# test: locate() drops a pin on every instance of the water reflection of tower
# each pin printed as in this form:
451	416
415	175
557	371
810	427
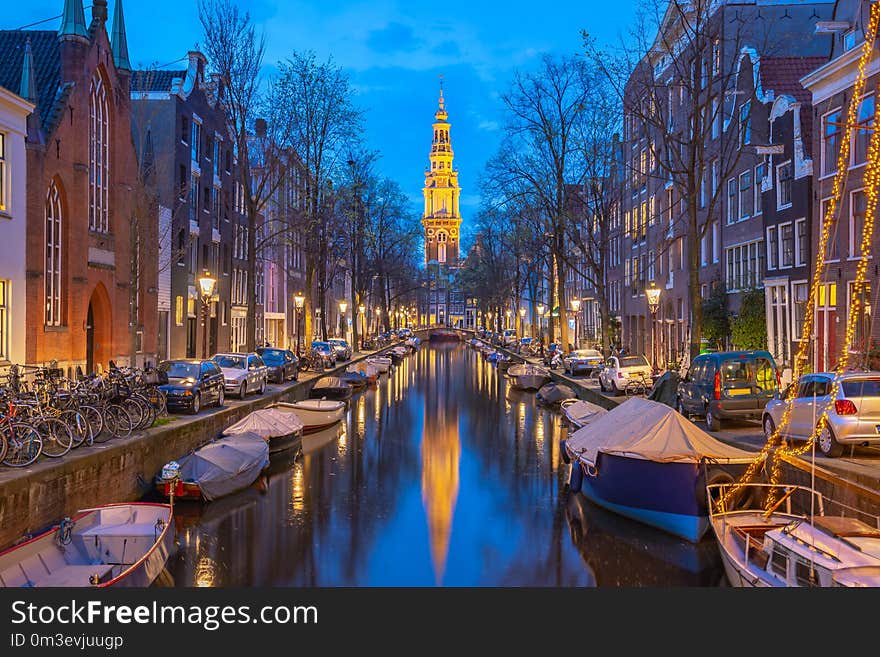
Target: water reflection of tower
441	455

_Exercise goal:_ Arrange every line of the data above as a numbered list, skipping blank lines and leaving out the pictures.

_Result:_
1. # test: locate() drops a pin on every instance of the water reflection of tower
2. # each pin printed as in this form:
3. 451	416
4. 415	175
5. 557	371
6. 810	427
7. Target: water reflection of tower
8. 441	455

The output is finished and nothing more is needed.